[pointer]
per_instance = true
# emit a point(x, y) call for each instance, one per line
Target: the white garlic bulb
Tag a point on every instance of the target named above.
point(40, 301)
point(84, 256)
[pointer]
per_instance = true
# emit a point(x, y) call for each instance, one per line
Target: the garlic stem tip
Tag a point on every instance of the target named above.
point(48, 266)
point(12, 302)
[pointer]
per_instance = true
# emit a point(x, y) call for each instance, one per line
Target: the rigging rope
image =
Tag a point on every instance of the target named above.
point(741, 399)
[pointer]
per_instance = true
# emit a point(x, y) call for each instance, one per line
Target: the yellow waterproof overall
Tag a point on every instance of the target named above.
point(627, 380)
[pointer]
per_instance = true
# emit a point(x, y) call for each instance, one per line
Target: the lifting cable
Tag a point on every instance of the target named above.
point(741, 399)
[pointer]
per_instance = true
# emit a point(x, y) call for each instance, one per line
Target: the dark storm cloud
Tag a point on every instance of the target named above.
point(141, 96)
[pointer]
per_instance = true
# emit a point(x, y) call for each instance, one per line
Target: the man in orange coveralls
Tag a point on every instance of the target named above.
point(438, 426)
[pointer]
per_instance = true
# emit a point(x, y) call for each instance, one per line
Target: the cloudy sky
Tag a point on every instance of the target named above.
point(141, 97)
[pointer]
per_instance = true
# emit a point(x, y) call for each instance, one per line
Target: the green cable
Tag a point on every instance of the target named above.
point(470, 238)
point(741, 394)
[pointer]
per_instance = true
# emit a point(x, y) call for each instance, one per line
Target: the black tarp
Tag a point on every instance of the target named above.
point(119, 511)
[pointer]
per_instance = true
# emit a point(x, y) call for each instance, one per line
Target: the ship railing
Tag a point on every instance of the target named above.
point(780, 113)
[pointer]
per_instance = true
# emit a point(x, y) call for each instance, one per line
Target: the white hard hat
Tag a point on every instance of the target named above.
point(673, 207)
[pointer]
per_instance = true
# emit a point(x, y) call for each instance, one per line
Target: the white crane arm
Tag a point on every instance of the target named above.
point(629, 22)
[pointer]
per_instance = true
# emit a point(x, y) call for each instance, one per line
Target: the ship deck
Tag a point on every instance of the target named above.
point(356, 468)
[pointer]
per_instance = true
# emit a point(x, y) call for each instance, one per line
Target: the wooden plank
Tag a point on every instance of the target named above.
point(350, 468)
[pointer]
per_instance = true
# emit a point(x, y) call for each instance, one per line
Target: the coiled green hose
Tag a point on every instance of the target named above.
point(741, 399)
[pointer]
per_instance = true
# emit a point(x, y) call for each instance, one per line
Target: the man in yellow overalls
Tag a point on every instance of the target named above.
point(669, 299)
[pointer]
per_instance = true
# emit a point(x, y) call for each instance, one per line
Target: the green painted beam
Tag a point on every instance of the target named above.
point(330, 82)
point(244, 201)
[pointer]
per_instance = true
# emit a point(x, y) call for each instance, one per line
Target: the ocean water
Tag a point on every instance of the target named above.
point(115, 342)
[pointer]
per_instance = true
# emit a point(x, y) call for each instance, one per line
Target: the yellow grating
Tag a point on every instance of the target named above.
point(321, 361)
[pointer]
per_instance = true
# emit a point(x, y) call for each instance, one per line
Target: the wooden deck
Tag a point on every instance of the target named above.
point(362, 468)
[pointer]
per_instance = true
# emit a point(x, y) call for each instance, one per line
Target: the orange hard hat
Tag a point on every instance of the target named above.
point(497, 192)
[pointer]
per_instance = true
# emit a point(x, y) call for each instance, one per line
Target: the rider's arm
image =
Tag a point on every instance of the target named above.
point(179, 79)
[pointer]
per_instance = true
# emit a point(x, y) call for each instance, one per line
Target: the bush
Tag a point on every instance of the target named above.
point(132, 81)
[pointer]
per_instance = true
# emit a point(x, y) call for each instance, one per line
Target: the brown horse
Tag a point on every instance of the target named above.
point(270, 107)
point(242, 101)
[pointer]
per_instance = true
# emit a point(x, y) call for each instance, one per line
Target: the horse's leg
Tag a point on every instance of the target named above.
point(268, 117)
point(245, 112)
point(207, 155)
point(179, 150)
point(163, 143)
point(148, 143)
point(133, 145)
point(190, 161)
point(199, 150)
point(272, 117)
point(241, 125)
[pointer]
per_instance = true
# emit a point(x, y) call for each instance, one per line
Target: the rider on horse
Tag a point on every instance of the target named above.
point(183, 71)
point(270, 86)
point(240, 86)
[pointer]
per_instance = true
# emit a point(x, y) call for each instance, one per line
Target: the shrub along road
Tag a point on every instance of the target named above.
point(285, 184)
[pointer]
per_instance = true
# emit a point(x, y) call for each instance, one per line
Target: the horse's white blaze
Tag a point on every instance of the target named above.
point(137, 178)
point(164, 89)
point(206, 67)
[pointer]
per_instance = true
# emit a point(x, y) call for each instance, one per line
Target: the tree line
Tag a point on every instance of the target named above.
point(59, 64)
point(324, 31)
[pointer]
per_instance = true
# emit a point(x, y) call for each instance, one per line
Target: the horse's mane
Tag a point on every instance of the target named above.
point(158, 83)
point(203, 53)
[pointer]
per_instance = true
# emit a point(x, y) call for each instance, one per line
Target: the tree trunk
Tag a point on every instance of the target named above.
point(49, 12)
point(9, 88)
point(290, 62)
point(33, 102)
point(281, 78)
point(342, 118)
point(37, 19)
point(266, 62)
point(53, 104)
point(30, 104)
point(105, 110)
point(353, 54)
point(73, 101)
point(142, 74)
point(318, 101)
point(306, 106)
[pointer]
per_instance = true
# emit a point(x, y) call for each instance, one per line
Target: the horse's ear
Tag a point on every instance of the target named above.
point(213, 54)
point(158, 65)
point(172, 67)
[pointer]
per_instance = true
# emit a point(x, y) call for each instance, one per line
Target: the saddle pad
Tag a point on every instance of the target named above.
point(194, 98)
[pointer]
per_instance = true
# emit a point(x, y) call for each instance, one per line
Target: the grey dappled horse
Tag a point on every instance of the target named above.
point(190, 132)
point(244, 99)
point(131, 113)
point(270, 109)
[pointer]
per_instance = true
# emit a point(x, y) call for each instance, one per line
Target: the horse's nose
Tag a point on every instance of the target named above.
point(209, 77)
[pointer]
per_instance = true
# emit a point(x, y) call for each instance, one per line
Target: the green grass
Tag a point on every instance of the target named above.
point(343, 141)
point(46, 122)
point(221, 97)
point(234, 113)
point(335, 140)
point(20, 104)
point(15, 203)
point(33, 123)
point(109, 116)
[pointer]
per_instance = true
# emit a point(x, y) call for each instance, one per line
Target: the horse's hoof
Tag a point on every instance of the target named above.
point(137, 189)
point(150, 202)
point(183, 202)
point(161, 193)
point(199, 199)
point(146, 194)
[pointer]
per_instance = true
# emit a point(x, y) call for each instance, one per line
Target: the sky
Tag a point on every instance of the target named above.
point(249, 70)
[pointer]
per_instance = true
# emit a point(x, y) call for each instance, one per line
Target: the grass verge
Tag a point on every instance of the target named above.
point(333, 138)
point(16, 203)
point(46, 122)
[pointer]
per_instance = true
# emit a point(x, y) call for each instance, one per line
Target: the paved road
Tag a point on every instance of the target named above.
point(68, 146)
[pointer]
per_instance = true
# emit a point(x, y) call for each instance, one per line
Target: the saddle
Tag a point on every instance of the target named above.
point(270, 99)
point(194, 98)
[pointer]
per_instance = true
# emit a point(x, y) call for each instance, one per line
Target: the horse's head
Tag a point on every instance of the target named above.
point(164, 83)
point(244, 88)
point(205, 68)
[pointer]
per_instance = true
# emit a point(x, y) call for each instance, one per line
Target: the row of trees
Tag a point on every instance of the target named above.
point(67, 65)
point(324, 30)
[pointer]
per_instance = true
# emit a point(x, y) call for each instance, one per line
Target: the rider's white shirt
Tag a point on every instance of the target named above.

- - - - -

PROBLEM REQUIREMENTS>
Only a number should come back: the count of lines above that include "white".

EXERCISE OUTPUT>
5